### DOCUMENT TEXT
A Culture That Holds You: The Feeling You Didn’t Know You Were Missing
I found it in the rainforest. And it made me realize why the modern world feels so wrong.
It’s hard to know where to begin.
Maybe here.
I have been researching the development of a new person. I know it sounds strange. And with this new person I do not mean technology.
I had looked at different psychological models and put together a starting model which worked well. Something was missing though, I could feel it.
I thought, this has to have been done before, so I researched some historical examples of a new type of person. Plato had his ‘Aristocratic Man’, Confucius had his ‘Jun Zi’. I researched the principles and foundations of these types of person. They were quite impressive. I began to see if I could combine them into something, including what I had already been working with, it could be really good.
Then, a large dawning happened. This won’t work.
Why?
Because Plato and Confucius put together these principles of a new person at a time when their culture supported it. Their culture provided a ‘container’ for these types of people to develop and arise.
Our culture doesn’t.

### Point localization data
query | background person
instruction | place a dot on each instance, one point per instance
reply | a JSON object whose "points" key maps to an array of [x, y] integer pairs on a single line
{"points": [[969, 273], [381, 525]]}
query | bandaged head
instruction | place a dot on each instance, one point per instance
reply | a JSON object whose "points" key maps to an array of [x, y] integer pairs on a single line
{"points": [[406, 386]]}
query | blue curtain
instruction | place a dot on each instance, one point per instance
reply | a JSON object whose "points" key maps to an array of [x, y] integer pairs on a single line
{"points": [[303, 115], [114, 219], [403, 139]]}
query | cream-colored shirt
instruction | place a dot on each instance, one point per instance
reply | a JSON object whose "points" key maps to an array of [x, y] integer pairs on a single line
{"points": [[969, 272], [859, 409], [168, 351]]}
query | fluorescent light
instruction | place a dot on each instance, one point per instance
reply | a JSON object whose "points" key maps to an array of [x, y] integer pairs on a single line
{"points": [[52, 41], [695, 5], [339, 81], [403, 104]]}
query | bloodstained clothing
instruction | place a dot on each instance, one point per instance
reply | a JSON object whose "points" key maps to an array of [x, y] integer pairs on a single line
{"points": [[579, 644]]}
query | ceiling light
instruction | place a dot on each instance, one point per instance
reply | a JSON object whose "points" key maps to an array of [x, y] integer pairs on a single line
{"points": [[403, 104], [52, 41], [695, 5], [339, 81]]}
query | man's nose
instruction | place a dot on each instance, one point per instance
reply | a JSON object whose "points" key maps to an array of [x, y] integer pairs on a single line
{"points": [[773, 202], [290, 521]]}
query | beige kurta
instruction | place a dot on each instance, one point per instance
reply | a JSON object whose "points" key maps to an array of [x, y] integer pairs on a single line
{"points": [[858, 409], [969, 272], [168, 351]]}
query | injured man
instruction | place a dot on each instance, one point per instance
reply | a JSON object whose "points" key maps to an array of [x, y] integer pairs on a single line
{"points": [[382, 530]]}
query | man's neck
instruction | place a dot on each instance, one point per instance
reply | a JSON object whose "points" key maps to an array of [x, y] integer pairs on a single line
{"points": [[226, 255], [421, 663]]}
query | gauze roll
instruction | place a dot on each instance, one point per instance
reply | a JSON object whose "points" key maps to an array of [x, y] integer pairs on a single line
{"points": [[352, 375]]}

### EXERCISE OBJECTIVE
In the essay about a culture that holds you, what name did Confucius give his new type of person? Rely only on the text to answer.

### RESPONSE FOR THIS EXERCISE
Jun Zi